Using the information:
• 1. Summarize the article on genetic mapping for babies in two sentences.
• 2. From the article on genetic mapping for babies, quote the passage beginning at "Nov 6, 2023, 1:00" and ending at "it is protected.".

Extract provided:
Is genetic mapping for babies something that everyone should do?
Nov 6, 2023, 1:00 PM
SALT LAKE CITY — Just this year, a project to screen the genomes of 100,000 babies for rare disorders started recruiting. However, since the mapping of the human genome, the care of babies who are born acutely ill has changed.
“We offer rapid whole genome sequencing right after birth,” said Dr. Sabrina Malone-Jenkins, a neonatologist and assistant professor of pediatrics at the University of Utah. “The consent rate for parents is 98%. They want the information. They want the doctors to have all the information possible to take the best care of their children.”
There are definitely challenges when you talk about genetic testing. Parents and others are concerned about where that data goes, and how it is protected.
“As long as we keep the baby and the family as our priority, we’ll do the right thing,” Malone-Jenkins said.
Genetic mapping for babies has come a long way
Malone-Jenkins shared that while she was training, genetic testing took four to six weeks.
“You could maybe do one test,” she said. “If it wasn’t positive, that was the end of the diagnostic journey.”
Now, with whole genome sequencing becoming the standard of care, it’s completely changed how doctors care for patients in the neonatal ICU.

Referring expression grounding data:
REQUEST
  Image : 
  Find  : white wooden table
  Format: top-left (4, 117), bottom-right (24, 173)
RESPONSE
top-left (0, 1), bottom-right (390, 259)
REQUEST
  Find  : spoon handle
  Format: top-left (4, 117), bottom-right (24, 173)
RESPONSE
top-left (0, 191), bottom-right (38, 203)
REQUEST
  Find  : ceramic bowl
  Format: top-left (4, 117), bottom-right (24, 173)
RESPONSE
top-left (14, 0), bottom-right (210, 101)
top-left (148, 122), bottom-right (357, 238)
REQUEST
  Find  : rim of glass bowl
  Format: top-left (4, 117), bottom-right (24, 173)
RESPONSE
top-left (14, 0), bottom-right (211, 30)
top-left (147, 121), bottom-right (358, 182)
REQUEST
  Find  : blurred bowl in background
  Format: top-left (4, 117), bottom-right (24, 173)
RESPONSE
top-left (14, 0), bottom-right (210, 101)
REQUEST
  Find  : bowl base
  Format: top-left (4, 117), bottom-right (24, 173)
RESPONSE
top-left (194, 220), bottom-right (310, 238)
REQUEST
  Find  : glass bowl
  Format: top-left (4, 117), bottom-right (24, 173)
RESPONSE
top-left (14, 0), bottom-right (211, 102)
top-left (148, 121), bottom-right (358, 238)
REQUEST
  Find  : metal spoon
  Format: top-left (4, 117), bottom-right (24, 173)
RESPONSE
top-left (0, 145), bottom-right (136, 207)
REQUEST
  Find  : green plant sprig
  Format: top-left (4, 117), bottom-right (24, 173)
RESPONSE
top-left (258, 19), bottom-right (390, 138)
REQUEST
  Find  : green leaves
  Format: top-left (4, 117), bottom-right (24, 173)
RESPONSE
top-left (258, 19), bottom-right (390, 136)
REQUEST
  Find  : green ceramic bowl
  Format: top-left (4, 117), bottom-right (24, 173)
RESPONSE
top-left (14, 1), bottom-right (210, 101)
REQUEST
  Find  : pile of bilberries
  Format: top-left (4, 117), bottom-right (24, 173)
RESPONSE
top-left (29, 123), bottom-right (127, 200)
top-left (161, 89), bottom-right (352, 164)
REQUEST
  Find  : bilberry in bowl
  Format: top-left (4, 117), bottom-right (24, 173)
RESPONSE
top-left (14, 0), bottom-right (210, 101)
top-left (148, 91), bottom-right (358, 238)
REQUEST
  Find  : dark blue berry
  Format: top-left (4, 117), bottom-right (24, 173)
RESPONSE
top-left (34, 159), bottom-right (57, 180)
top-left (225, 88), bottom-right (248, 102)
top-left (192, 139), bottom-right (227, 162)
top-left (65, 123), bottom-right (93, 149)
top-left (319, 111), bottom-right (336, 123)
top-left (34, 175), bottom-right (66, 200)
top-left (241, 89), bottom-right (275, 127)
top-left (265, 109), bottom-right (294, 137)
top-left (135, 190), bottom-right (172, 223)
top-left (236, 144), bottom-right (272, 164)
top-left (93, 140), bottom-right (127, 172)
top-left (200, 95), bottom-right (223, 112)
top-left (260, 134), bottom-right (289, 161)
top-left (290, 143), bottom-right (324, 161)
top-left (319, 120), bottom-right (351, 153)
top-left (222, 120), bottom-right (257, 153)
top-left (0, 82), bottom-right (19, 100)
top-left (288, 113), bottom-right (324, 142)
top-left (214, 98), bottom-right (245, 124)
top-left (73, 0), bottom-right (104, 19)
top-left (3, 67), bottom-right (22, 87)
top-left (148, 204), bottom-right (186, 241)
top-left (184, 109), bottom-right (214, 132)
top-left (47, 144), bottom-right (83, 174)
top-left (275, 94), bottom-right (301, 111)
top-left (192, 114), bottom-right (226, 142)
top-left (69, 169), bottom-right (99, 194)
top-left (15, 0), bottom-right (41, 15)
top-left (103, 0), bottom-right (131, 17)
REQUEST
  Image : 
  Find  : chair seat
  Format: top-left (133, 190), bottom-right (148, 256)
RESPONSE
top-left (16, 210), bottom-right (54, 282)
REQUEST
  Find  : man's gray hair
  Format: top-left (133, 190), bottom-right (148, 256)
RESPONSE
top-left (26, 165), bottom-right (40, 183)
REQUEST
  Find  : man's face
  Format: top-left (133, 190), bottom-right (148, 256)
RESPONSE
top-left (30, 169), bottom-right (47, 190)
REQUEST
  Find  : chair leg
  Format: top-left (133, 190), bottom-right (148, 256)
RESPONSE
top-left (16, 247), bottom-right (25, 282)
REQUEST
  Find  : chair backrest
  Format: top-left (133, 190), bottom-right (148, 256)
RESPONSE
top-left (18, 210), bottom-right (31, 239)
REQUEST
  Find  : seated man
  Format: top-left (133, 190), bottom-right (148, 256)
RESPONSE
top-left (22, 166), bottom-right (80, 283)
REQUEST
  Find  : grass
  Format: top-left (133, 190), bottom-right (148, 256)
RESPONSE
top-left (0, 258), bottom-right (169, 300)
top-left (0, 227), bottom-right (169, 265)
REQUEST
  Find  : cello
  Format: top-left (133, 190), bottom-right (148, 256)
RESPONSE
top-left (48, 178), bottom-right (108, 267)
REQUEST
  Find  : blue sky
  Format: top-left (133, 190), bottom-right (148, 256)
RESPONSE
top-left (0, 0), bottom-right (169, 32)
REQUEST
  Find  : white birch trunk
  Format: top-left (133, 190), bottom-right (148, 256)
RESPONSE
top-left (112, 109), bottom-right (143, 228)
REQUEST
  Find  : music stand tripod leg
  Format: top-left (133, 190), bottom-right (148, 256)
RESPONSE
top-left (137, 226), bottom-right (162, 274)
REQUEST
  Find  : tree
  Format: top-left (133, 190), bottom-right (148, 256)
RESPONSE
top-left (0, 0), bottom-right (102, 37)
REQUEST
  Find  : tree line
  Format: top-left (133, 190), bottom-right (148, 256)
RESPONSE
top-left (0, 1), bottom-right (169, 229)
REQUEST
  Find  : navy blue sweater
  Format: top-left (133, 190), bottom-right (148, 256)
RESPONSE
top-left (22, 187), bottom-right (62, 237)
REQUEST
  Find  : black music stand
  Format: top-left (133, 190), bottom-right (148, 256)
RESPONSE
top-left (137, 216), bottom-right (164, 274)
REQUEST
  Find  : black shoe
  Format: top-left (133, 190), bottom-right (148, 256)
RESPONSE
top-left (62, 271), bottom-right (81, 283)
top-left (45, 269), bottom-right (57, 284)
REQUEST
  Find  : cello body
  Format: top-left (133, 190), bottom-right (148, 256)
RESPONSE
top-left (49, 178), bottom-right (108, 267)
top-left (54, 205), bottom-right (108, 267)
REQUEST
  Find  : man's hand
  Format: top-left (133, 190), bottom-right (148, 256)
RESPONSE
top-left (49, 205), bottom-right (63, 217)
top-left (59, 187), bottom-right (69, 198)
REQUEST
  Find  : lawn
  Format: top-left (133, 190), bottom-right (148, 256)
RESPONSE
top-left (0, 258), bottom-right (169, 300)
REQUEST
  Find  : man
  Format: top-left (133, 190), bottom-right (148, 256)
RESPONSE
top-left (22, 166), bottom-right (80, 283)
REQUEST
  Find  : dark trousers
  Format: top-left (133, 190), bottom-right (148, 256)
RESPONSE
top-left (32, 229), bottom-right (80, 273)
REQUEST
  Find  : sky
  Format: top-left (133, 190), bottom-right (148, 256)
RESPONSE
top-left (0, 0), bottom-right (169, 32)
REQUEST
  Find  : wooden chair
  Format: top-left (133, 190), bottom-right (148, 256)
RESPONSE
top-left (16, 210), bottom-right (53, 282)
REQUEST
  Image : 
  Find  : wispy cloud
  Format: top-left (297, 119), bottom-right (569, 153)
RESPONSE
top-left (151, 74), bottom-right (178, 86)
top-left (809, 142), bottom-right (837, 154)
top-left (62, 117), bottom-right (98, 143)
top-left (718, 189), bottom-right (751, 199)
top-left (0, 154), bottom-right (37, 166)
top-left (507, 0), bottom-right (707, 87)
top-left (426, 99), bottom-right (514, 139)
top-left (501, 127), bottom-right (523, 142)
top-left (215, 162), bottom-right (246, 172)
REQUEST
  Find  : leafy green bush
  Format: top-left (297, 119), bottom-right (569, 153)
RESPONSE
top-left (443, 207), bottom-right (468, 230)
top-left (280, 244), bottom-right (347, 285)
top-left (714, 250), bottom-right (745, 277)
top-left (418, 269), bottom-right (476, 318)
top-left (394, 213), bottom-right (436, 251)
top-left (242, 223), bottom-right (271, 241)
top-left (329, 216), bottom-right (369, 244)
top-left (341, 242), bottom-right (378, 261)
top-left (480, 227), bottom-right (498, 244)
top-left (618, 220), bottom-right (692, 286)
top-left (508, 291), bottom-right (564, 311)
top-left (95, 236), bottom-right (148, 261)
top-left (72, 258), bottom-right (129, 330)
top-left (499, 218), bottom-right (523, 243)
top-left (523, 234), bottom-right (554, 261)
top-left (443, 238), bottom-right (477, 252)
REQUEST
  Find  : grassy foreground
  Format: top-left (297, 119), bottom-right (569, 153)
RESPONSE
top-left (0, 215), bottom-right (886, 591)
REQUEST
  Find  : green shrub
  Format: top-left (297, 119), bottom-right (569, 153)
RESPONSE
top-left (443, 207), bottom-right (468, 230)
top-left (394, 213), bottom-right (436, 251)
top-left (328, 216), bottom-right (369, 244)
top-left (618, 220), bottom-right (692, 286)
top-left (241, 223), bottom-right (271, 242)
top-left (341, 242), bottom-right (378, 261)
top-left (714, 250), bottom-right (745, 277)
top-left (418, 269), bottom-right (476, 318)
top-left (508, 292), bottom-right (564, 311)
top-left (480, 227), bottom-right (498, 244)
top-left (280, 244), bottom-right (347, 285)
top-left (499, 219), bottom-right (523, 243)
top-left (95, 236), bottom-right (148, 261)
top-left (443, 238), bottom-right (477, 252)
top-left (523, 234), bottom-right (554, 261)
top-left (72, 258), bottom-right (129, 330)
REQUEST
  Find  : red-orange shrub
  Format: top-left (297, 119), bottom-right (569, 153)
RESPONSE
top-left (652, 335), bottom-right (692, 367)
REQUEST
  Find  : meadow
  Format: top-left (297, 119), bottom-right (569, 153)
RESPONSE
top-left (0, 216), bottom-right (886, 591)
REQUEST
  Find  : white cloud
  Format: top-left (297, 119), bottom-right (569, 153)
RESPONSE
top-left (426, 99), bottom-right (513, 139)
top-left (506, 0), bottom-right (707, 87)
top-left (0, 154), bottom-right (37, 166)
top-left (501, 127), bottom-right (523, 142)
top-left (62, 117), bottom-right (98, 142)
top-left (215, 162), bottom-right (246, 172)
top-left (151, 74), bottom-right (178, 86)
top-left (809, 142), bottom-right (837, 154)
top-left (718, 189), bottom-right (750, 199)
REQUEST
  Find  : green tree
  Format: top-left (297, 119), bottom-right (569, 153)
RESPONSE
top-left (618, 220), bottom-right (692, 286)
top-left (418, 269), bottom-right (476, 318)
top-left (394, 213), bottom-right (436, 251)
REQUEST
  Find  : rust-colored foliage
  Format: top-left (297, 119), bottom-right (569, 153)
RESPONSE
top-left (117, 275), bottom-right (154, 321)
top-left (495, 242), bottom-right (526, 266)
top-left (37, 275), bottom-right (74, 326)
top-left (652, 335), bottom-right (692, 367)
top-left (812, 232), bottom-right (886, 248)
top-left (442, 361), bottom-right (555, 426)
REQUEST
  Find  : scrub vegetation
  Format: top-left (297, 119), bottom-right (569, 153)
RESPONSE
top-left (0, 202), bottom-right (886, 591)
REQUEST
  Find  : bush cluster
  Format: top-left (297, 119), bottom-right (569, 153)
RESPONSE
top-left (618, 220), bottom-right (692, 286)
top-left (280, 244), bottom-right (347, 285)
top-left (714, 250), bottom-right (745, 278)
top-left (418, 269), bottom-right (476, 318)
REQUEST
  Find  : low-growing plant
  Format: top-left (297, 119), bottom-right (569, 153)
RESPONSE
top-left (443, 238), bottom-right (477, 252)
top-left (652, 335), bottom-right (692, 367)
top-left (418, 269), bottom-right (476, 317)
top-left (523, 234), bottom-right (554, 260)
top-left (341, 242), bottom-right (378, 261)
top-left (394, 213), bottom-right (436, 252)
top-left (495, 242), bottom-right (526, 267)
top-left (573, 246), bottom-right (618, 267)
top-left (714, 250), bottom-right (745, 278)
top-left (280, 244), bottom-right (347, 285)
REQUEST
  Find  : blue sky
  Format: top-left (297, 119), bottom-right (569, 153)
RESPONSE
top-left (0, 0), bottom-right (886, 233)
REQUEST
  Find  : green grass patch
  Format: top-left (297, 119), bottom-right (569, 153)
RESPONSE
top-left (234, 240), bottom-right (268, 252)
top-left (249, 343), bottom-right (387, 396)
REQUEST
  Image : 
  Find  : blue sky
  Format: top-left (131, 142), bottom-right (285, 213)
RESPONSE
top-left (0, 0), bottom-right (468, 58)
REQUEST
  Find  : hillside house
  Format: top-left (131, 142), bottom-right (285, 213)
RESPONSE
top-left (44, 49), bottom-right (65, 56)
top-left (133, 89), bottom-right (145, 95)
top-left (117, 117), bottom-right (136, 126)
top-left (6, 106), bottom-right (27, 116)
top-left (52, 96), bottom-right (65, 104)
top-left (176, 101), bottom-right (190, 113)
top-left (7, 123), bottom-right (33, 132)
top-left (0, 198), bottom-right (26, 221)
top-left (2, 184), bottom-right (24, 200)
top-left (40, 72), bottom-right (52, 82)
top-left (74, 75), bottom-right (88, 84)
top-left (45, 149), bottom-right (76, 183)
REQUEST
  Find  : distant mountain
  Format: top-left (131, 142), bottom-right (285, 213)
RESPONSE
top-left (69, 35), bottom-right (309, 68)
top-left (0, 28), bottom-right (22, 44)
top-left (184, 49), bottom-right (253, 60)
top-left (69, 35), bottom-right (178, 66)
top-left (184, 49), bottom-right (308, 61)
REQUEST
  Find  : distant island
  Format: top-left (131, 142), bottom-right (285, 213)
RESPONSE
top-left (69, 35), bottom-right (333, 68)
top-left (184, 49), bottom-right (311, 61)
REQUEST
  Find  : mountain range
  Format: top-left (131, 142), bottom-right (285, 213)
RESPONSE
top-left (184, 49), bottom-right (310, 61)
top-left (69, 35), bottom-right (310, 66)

Solved tasks:
• 1. A project to screen the genomes of 100,000 babies for rare disorders began recruiting this year, and neonatologist Dr. Sabrina Malone-Jenkins says 98% of parents consent when offered rapid whole genome sequencing right after birth. Parents and others have concerns about where the data goes and how it is protected, but the testing has gone from a single test taking four to six weeks to whole genome sequencing as the standard of care in the neonatal ICU.

• 2.
Nov 6, 2023, 1:00 PM
SALT LAKE CITY — Just this year, a project to screen the genomes of 100,000 babies for rare disorders started recruiting. However, since the mapping of the human genome, the care of babies who are born acutely ill has changed.
“We offer rapid whole genome sequencing right after birth,” said Dr. Sabrina Malone-Jenkins, a neonatologist and assistant professor of pediatrics at the University of Utah. “The consent rate for parents is 98%. They want the information. They want the doctors to have all the information possible to take the best care of their children.”
There are definitely challenges when you talk about genetic testing. Parents and others are concerned about where that data goes, and how it is protected.